- [WORK INSTRUCTIONS] Scan the records below for the word "brick" and give only the number of lines that hold it.

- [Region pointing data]
::::::::
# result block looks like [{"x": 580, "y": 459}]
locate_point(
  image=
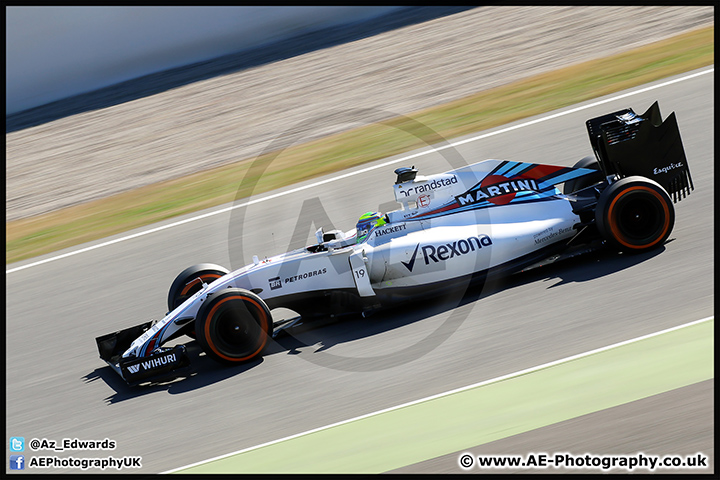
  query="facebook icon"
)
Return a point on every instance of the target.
[{"x": 17, "y": 462}]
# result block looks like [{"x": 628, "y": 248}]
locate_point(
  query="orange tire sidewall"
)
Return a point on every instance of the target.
[
  {"x": 612, "y": 223},
  {"x": 263, "y": 326}
]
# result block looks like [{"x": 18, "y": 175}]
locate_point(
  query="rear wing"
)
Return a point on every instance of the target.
[{"x": 628, "y": 144}]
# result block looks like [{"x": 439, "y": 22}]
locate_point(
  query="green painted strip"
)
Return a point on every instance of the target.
[{"x": 480, "y": 415}]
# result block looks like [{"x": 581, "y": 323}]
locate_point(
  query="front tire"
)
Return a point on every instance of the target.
[
  {"x": 635, "y": 214},
  {"x": 233, "y": 326}
]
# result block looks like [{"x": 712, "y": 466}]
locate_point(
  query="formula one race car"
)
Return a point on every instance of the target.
[{"x": 453, "y": 229}]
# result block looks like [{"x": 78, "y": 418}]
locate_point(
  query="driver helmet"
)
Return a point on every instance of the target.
[{"x": 367, "y": 223}]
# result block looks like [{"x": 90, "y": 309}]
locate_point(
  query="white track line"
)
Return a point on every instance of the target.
[
  {"x": 357, "y": 172},
  {"x": 450, "y": 392}
]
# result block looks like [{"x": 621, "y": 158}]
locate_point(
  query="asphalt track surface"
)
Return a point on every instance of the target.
[{"x": 58, "y": 388}]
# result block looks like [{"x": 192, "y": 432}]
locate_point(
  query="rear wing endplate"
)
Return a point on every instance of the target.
[{"x": 628, "y": 144}]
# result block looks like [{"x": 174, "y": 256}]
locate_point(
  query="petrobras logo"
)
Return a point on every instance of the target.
[
  {"x": 429, "y": 186},
  {"x": 153, "y": 363},
  {"x": 498, "y": 190},
  {"x": 443, "y": 253}
]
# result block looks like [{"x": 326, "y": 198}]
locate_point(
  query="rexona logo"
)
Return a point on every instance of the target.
[
  {"x": 442, "y": 253},
  {"x": 498, "y": 190}
]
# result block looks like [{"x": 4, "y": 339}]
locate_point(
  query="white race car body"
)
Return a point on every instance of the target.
[{"x": 453, "y": 228}]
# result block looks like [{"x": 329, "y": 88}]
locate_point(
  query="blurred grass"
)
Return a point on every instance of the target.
[{"x": 64, "y": 228}]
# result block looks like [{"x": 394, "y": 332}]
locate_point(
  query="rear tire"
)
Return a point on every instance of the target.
[
  {"x": 233, "y": 326},
  {"x": 590, "y": 162},
  {"x": 635, "y": 214},
  {"x": 182, "y": 288}
]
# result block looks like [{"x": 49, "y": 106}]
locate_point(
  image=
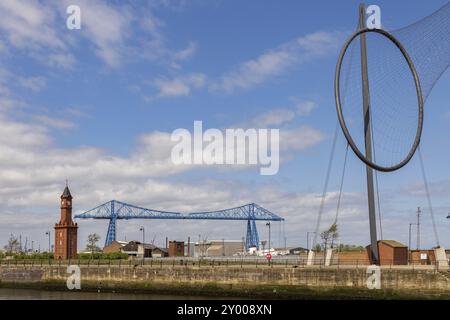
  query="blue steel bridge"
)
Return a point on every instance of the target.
[{"x": 116, "y": 210}]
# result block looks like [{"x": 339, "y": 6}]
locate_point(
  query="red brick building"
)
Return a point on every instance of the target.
[
  {"x": 391, "y": 252},
  {"x": 176, "y": 248},
  {"x": 66, "y": 230}
]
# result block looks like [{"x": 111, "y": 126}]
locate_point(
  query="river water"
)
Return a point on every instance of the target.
[{"x": 32, "y": 294}]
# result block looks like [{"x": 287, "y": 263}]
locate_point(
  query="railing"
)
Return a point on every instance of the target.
[{"x": 242, "y": 262}]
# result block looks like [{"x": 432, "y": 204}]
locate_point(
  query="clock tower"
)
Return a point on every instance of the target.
[{"x": 66, "y": 229}]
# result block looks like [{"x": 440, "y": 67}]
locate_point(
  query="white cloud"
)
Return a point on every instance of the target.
[
  {"x": 179, "y": 86},
  {"x": 55, "y": 122},
  {"x": 29, "y": 24},
  {"x": 303, "y": 107},
  {"x": 36, "y": 84},
  {"x": 277, "y": 61},
  {"x": 301, "y": 138},
  {"x": 275, "y": 117}
]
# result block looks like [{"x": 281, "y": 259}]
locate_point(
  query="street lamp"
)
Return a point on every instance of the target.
[
  {"x": 268, "y": 224},
  {"x": 409, "y": 239},
  {"x": 308, "y": 237},
  {"x": 49, "y": 247},
  {"x": 143, "y": 234},
  {"x": 143, "y": 243}
]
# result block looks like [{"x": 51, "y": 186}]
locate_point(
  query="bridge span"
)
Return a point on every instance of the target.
[{"x": 116, "y": 210}]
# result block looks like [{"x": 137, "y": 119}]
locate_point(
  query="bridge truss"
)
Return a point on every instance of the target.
[{"x": 116, "y": 210}]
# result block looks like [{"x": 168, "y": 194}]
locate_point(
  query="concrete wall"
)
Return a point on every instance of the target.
[{"x": 232, "y": 276}]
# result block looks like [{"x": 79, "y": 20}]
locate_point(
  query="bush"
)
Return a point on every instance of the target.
[
  {"x": 103, "y": 256},
  {"x": 33, "y": 256}
]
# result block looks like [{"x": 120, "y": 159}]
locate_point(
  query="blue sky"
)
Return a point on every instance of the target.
[{"x": 97, "y": 106}]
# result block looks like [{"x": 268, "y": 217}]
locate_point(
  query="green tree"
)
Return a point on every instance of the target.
[
  {"x": 13, "y": 245},
  {"x": 329, "y": 236},
  {"x": 92, "y": 241}
]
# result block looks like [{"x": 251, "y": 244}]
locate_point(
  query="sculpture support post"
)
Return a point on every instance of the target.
[{"x": 368, "y": 139}]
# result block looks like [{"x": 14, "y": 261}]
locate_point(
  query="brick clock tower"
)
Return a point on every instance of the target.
[{"x": 66, "y": 230}]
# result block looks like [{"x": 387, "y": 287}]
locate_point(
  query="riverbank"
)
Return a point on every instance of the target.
[{"x": 232, "y": 282}]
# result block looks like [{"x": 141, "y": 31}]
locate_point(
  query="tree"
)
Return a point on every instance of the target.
[
  {"x": 13, "y": 245},
  {"x": 329, "y": 236},
  {"x": 91, "y": 245}
]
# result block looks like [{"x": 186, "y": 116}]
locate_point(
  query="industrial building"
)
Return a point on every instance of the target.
[
  {"x": 218, "y": 248},
  {"x": 391, "y": 252}
]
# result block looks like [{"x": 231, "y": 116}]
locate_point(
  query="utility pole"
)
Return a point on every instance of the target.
[
  {"x": 418, "y": 228},
  {"x": 368, "y": 138}
]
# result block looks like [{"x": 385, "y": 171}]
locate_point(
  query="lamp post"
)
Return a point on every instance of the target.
[
  {"x": 308, "y": 237},
  {"x": 409, "y": 241},
  {"x": 143, "y": 234},
  {"x": 143, "y": 242},
  {"x": 268, "y": 224},
  {"x": 49, "y": 247}
]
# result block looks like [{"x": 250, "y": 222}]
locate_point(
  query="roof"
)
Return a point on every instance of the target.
[
  {"x": 66, "y": 193},
  {"x": 393, "y": 243}
]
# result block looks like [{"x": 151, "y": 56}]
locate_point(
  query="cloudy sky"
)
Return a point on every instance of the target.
[{"x": 98, "y": 105}]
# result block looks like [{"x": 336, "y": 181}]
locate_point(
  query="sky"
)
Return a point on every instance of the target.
[{"x": 97, "y": 106}]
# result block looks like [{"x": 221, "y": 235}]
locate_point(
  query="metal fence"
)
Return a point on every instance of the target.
[{"x": 242, "y": 262}]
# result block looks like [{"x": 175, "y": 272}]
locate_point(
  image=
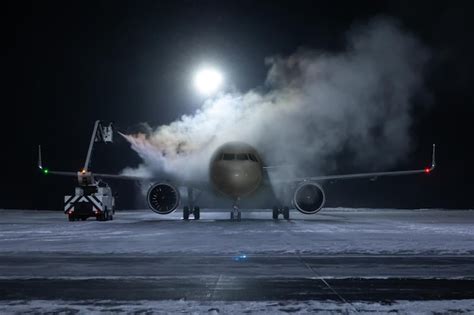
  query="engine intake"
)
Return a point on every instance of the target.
[
  {"x": 309, "y": 198},
  {"x": 163, "y": 198}
]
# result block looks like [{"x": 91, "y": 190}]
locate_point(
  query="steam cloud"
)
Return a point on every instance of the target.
[{"x": 315, "y": 105}]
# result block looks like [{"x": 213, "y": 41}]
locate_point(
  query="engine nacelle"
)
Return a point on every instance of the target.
[
  {"x": 309, "y": 198},
  {"x": 163, "y": 198}
]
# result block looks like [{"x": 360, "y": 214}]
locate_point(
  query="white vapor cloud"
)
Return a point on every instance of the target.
[{"x": 315, "y": 104}]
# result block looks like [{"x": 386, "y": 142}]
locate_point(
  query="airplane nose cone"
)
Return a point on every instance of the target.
[{"x": 235, "y": 180}]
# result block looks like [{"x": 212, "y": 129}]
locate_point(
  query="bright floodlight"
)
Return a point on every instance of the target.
[{"x": 208, "y": 81}]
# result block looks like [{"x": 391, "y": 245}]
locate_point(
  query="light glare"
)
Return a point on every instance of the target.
[{"x": 208, "y": 81}]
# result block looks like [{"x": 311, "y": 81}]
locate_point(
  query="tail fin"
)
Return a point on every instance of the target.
[{"x": 40, "y": 163}]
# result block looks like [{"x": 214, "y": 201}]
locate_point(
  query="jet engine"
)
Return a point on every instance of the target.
[
  {"x": 309, "y": 198},
  {"x": 163, "y": 198}
]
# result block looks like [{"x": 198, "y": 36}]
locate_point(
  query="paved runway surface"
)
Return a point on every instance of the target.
[{"x": 343, "y": 255}]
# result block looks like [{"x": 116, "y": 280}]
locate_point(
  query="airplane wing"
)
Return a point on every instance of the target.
[
  {"x": 86, "y": 175},
  {"x": 372, "y": 175}
]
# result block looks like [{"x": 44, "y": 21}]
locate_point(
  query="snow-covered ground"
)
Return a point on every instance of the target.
[
  {"x": 331, "y": 231},
  {"x": 245, "y": 307}
]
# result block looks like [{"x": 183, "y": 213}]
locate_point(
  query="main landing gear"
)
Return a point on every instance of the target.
[
  {"x": 195, "y": 211},
  {"x": 285, "y": 211},
  {"x": 191, "y": 209}
]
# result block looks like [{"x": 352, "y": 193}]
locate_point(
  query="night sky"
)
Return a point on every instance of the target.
[{"x": 68, "y": 64}]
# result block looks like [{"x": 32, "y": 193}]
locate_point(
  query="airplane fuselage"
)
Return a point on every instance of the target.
[{"x": 236, "y": 169}]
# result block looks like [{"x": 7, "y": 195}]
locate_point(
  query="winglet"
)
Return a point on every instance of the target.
[
  {"x": 40, "y": 163},
  {"x": 433, "y": 158}
]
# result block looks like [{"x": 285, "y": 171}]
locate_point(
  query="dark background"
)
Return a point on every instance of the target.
[{"x": 67, "y": 64}]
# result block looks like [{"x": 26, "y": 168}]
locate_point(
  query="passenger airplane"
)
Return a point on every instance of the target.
[{"x": 236, "y": 170}]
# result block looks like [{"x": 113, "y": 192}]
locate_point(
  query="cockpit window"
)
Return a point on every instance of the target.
[
  {"x": 252, "y": 157},
  {"x": 228, "y": 156},
  {"x": 242, "y": 156}
]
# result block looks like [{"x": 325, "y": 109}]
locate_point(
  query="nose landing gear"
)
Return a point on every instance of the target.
[
  {"x": 236, "y": 214},
  {"x": 277, "y": 211}
]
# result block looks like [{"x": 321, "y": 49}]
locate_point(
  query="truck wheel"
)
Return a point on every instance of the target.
[
  {"x": 186, "y": 213},
  {"x": 275, "y": 213}
]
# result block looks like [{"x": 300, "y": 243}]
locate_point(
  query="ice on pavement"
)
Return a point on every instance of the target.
[
  {"x": 331, "y": 231},
  {"x": 243, "y": 307}
]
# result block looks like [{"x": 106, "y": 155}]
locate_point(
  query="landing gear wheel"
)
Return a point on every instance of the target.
[
  {"x": 197, "y": 213},
  {"x": 286, "y": 213},
  {"x": 185, "y": 213},
  {"x": 275, "y": 213}
]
::::::::
- [SOLUTION TO THIS TASK] 2